• [Aim] Show each line in the material below that contains the word "sneaker".
↓
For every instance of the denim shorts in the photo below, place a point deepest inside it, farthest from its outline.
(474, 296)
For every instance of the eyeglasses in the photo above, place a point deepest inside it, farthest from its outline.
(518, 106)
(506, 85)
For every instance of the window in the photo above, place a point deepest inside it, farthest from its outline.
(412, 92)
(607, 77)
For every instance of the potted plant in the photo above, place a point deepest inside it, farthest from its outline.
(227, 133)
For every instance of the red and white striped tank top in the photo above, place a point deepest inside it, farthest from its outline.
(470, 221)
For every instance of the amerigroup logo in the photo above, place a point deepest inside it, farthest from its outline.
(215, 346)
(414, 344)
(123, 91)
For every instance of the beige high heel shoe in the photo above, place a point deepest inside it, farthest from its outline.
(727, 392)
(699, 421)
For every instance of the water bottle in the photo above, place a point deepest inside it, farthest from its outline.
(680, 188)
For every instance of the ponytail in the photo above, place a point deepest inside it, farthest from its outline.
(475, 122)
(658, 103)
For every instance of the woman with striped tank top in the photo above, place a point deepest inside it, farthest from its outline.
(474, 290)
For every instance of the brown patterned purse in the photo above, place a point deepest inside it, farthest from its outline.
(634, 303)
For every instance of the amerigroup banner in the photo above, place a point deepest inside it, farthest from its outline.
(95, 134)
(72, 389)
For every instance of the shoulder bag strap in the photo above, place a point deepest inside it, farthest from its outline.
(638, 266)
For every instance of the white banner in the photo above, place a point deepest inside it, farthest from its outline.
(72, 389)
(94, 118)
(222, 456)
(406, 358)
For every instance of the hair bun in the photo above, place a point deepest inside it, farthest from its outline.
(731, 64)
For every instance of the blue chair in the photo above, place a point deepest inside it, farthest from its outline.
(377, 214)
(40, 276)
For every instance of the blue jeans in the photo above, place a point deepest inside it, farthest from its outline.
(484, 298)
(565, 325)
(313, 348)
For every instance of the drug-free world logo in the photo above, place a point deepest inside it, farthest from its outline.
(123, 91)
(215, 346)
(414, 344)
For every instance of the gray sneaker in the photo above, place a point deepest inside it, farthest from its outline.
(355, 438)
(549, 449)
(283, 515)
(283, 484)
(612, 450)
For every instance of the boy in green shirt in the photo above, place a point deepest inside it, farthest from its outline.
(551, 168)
↑
↓
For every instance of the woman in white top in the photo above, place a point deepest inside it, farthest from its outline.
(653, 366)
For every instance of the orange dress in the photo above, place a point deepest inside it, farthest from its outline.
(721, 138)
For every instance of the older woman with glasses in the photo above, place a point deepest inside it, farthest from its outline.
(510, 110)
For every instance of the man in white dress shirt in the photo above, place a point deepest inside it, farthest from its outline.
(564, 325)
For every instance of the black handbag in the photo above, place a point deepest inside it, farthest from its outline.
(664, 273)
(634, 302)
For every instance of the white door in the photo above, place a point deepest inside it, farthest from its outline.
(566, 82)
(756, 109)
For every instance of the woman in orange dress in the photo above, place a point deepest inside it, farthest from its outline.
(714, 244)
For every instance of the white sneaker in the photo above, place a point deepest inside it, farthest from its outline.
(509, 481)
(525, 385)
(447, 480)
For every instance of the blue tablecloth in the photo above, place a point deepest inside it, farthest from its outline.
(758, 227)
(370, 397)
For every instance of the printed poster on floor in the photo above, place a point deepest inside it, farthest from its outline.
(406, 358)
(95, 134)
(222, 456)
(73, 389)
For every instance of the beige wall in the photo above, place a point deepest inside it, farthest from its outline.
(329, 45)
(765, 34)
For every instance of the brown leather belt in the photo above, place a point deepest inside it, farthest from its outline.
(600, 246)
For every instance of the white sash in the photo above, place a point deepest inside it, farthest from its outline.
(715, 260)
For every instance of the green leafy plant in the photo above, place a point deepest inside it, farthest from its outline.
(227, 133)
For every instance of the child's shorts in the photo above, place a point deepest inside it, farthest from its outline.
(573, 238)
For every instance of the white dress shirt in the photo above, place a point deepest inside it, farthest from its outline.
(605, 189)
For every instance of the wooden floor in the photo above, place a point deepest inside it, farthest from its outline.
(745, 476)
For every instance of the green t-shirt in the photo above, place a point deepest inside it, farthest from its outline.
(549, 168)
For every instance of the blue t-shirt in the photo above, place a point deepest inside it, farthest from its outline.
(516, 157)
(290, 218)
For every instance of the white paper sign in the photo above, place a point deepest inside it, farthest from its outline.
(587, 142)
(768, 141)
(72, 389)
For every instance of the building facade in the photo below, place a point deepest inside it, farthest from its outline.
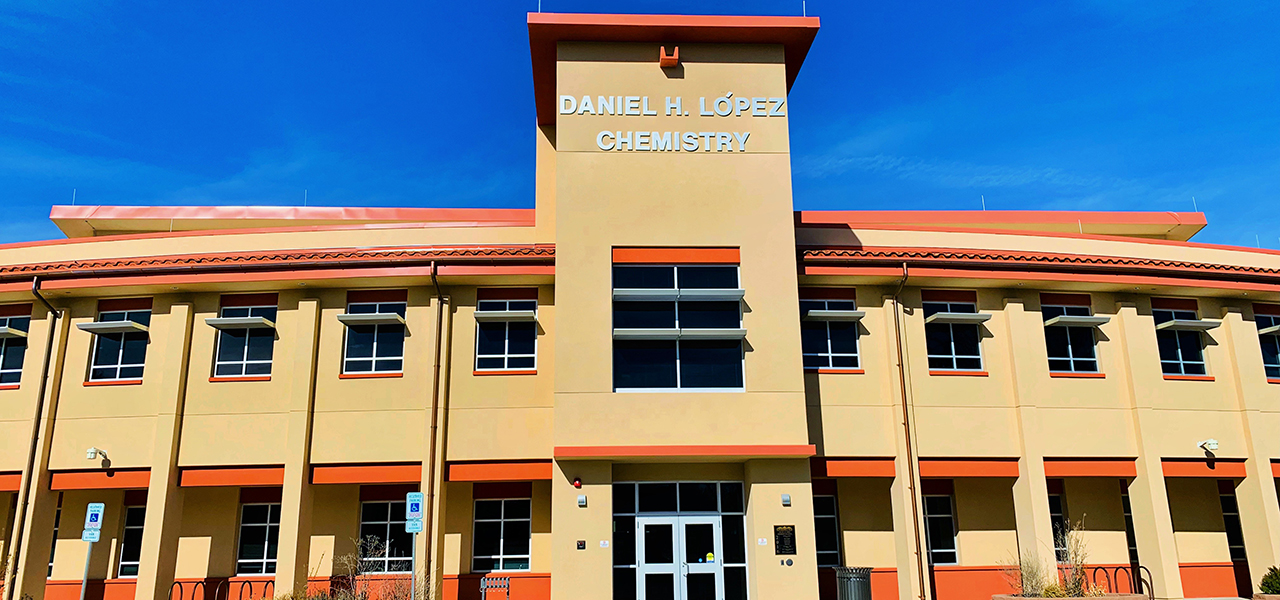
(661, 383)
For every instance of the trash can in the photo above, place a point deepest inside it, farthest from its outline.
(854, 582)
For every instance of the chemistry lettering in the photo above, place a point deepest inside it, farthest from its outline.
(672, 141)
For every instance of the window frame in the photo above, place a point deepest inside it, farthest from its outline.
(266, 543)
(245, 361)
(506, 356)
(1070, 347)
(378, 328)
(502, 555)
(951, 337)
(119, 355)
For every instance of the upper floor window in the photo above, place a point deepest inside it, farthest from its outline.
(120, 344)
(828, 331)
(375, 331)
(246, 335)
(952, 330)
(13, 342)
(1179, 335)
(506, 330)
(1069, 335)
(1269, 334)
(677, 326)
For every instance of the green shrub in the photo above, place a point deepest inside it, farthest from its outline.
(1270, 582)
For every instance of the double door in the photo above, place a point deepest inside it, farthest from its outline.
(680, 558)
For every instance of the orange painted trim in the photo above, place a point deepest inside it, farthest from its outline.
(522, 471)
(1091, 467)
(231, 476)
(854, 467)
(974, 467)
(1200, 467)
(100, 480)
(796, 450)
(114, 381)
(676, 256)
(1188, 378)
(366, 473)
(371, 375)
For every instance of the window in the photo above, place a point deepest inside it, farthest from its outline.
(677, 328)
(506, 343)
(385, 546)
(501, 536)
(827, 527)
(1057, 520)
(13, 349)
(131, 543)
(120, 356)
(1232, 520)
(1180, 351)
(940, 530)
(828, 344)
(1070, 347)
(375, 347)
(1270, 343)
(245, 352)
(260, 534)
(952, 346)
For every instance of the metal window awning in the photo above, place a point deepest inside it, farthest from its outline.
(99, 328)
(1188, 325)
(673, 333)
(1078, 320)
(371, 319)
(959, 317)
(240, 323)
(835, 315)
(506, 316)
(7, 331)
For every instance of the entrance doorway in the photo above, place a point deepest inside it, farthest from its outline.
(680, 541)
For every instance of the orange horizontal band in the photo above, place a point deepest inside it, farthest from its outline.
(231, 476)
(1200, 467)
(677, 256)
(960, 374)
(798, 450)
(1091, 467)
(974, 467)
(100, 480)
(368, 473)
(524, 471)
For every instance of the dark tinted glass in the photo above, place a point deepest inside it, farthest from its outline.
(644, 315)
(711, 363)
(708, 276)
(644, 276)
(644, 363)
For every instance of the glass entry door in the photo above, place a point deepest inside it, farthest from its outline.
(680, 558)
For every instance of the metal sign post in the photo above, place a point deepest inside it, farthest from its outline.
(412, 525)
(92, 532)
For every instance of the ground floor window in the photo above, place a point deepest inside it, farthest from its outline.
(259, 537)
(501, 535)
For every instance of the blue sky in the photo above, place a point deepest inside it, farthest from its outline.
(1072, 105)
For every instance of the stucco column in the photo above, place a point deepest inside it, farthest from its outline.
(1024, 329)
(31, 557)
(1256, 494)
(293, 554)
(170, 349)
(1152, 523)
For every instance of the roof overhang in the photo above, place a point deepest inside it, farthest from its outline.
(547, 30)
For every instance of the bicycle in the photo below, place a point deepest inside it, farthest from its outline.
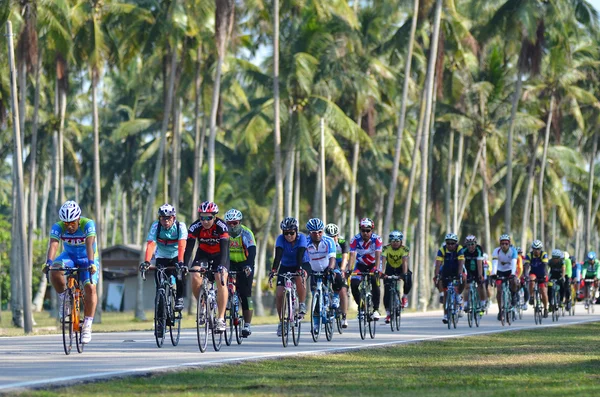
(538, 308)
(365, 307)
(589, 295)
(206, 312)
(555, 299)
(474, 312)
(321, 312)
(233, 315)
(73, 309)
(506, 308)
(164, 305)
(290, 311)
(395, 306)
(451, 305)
↑
• [Answer to the exercise]
For every instance of the gray sneaker in the photo above, place a point deepest inside it, farthest from its outline.
For every instance of the white sneaker in the photo above, place a point deepest inside it, farthest from its outline.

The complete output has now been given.